### EXCERPTED RECORDS

--------

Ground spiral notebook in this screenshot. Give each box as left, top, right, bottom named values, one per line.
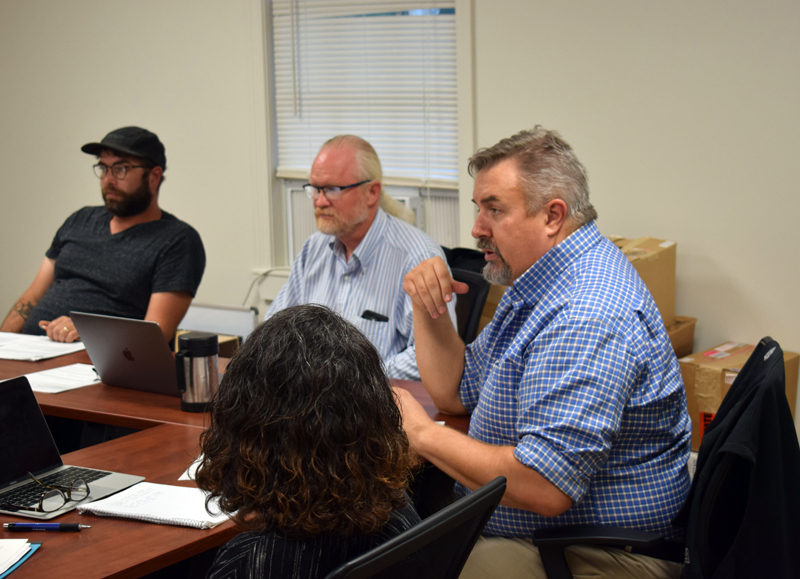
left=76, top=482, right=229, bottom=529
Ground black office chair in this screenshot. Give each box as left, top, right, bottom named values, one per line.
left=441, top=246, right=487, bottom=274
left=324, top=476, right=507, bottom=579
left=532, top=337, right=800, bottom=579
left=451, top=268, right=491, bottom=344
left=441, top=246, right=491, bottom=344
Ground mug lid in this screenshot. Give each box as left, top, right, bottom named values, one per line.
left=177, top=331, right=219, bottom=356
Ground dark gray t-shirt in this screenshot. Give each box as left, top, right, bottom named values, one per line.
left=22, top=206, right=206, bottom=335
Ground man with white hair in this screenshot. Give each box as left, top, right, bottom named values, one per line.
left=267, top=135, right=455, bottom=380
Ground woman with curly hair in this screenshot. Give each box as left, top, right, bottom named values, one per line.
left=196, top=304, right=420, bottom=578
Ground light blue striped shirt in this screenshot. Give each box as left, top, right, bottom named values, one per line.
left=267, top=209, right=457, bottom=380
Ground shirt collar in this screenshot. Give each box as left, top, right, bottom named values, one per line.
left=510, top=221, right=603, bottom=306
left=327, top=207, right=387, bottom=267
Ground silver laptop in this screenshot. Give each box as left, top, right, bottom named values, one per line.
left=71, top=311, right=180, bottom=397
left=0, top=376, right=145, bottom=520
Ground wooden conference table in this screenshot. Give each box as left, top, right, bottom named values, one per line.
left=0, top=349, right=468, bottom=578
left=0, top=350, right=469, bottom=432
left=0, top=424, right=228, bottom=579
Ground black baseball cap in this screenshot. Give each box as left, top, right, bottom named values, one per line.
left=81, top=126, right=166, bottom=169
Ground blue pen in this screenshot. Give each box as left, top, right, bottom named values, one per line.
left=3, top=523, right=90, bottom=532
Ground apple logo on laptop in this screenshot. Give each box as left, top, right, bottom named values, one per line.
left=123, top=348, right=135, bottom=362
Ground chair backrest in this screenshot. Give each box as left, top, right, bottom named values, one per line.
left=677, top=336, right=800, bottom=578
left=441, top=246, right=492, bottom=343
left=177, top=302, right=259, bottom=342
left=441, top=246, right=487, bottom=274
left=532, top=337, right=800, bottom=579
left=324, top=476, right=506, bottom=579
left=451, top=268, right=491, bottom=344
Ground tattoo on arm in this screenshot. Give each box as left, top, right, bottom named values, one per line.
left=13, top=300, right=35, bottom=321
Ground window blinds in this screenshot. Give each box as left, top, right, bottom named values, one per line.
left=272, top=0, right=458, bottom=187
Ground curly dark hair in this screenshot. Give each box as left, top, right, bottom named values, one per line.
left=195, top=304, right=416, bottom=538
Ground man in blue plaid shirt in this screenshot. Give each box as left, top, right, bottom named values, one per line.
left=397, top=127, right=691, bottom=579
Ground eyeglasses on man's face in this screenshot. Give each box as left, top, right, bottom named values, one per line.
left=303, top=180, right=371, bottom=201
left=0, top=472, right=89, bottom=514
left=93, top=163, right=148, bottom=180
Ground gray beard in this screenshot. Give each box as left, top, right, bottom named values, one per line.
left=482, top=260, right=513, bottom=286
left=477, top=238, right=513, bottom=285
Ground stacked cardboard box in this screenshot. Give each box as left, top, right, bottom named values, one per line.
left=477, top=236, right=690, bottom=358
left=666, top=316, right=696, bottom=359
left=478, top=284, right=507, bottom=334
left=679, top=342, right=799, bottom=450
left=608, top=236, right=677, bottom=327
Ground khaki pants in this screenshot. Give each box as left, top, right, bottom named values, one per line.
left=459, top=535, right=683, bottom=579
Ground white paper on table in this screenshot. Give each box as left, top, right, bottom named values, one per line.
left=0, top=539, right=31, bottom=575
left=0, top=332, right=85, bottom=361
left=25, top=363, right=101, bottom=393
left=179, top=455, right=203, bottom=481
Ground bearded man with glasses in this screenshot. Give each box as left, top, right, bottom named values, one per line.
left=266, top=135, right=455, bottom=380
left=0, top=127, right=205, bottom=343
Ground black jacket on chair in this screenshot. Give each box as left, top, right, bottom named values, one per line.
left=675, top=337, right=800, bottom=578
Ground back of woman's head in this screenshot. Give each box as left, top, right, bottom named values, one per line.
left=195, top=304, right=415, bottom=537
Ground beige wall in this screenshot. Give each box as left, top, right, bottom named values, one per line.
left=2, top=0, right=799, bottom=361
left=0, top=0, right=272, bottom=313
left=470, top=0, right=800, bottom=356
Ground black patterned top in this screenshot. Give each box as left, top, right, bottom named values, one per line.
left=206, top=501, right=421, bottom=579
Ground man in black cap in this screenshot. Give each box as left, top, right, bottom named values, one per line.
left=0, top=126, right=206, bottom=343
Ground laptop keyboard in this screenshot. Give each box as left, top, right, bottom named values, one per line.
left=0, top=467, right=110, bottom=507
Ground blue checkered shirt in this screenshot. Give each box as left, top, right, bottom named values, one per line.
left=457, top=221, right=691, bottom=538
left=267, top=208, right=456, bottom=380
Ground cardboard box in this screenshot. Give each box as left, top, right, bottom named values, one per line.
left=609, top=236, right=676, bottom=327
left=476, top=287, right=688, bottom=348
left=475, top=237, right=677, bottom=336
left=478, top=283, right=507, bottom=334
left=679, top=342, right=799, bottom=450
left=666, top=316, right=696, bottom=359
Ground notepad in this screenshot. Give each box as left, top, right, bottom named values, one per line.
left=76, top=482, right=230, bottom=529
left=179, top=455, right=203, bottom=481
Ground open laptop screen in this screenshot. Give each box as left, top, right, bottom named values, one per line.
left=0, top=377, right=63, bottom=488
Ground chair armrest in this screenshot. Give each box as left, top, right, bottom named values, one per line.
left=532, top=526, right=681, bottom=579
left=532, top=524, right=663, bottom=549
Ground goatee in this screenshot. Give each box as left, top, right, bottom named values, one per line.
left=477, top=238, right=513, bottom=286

--------

### TASK PROMPT
Without the pictures, retype each line of the records above exactly.

### EXPECTED ANSWER
Ground spiral notebook in this screenshot. Give each box as left, top, right, bottom named values, one per line.
left=76, top=482, right=229, bottom=529
Ground black office chair in this screenshot. Give each box as left, top, right, bottom named values, one per line.
left=441, top=246, right=487, bottom=274
left=324, top=476, right=507, bottom=579
left=532, top=337, right=800, bottom=579
left=451, top=268, right=491, bottom=344
left=441, top=246, right=491, bottom=344
Ground mug lid in this screenshot. Give each box as left, top, right, bottom named values, one per line.
left=177, top=331, right=219, bottom=356
Ground dark gray t-shirt in this screenshot. Give each box as left, top, right, bottom named values, one per line.
left=22, top=206, right=206, bottom=335
Ground man with white hair in this screenshot. Give each box as left, top, right, bottom named values, one per line.
left=267, top=135, right=455, bottom=380
Ground woman with curly hair in this screenshot. Give each box as left, top, right, bottom named values, one per line.
left=196, top=304, right=420, bottom=578
Ground light blue striped shirt in this screenshot. Give each box as left, top, right, bottom named values, one per line.
left=267, top=209, right=457, bottom=380
Ground shirt collar in this screenshot. Give each box as left, top, right, bottom named values, one per line.
left=510, top=221, right=603, bottom=306
left=327, top=207, right=387, bottom=267
Ground silver laptop in this screenshot. Give each box as left, top, right, bottom named values, one per line.
left=71, top=311, right=180, bottom=397
left=0, top=376, right=145, bottom=520
Ground wooden conference table in this screenshot. Give each box as left, top, right, bottom named values, one per line.
left=0, top=349, right=468, bottom=578
left=0, top=350, right=469, bottom=432
left=0, top=424, right=228, bottom=579
Ground black baseball cap in this screenshot. Give each box as left, top, right, bottom named values, one per line.
left=81, top=126, right=166, bottom=169
Ground blue pen in this screenshot. Give each box as left, top, right, bottom named values, one per line.
left=3, top=523, right=90, bottom=532
Ground apple logo on laptop in this screenshot. Give each box as left, top, right, bottom named values, one per line.
left=123, top=348, right=135, bottom=362
Ground chair backrest in this screenshot. Give each box as left, top, right, bottom named values, one per line.
left=677, top=336, right=800, bottom=578
left=441, top=246, right=492, bottom=343
left=177, top=302, right=259, bottom=342
left=441, top=246, right=487, bottom=274
left=532, top=337, right=800, bottom=579
left=324, top=476, right=506, bottom=579
left=451, top=268, right=491, bottom=344
Ground tattoo on arm in this screenshot. Give each box as left, top, right, bottom named values, one per line.
left=13, top=300, right=35, bottom=321
Ground window blinds in this screenshot. Give each box as left, top, right, bottom named values, one per line.
left=272, top=0, right=458, bottom=187
Ground curly dark hair in this screenshot. Give each box as left, top, right, bottom named values, one per line.
left=195, top=304, right=416, bottom=538
Ground man in blue plaid shirt in this screenshot. Give each box as left, top, right, bottom named values, one per line.
left=397, top=127, right=691, bottom=579
Ground eyeglasses on man's face in this screenshot. Give each box as left, top, right, bottom named values, one per line.
left=303, top=180, right=371, bottom=201
left=0, top=472, right=89, bottom=514
left=93, top=163, right=148, bottom=180
Ground gray beard in this screenshot. Give each box as left, top, right, bottom named values, one per line.
left=482, top=260, right=513, bottom=286
left=477, top=238, right=513, bottom=285
Ground stacked cardboard box in this screenshot. Give each box as left, top, right, bottom named values, one per line.
left=477, top=236, right=690, bottom=358
left=666, top=316, right=696, bottom=359
left=478, top=284, right=507, bottom=334
left=679, top=342, right=799, bottom=450
left=608, top=236, right=677, bottom=327
Ground khaki pants in this screenshot. Give each box as left, top, right, bottom named values, one per line.
left=459, top=535, right=683, bottom=579
Ground white paper on table in this screenshot. Give each box as left, top, right, bottom named values, one per line.
left=0, top=539, right=31, bottom=575
left=0, top=332, right=85, bottom=361
left=25, top=363, right=101, bottom=393
left=179, top=455, right=203, bottom=481
Ground bearded man with glasses in this screenshot. Give each box as left, top, right, bottom named values, one per line.
left=266, top=135, right=455, bottom=380
left=0, top=127, right=205, bottom=343
Ground black jacket on chair in this screenshot. Give each box as left, top, right, bottom named values, one per line.
left=675, top=337, right=800, bottom=578
Ground back of woman's head in this screenshot. Give each box as left, top, right, bottom named values, one per line.
left=195, top=304, right=415, bottom=537
Ground beige wall in this screenshot. Give each box as left, top, right, bottom named values, one per line.
left=2, top=0, right=799, bottom=361
left=0, top=0, right=272, bottom=313
left=470, top=0, right=800, bottom=356
Ground black patterned top in this screenshot. Give each box as left, top, right, bottom named values, one per line.
left=206, top=501, right=421, bottom=579
Ground man in black cap in this screenshot. Give each box as left, top, right, bottom named values, one per line.
left=0, top=126, right=206, bottom=343
Ground laptop keyboard in this screenshot. Give each box as left, top, right, bottom named values, one per line.
left=0, top=467, right=110, bottom=507
Ground blue checkered shirt in this screenshot. Give each box as left, top, right, bottom named values, one per line.
left=457, top=221, right=691, bottom=538
left=267, top=208, right=456, bottom=380
Ground cardboard box in this screenshot. Give each box as left, top, right, bottom named values, one per line.
left=609, top=236, right=676, bottom=327
left=476, top=287, right=688, bottom=348
left=475, top=237, right=677, bottom=336
left=478, top=283, right=507, bottom=334
left=679, top=342, right=799, bottom=450
left=666, top=316, right=696, bottom=359
Ground notepad in this screenshot. Give each box as left, top, right, bottom named values, one per line.
left=76, top=482, right=230, bottom=529
left=179, top=455, right=203, bottom=481
Ground open laptop screen in this screenshot. Give each box as left, top, right, bottom named values, one per line.
left=0, top=377, right=63, bottom=488
Ground chair armrest in this screenshot. Give each box as left, top, right, bottom named values, one per line.
left=532, top=526, right=681, bottom=579
left=532, top=524, right=663, bottom=549
Ground goatee in this screenshot. Give each box as left, top, right, bottom named values, one per line.
left=477, top=238, right=513, bottom=286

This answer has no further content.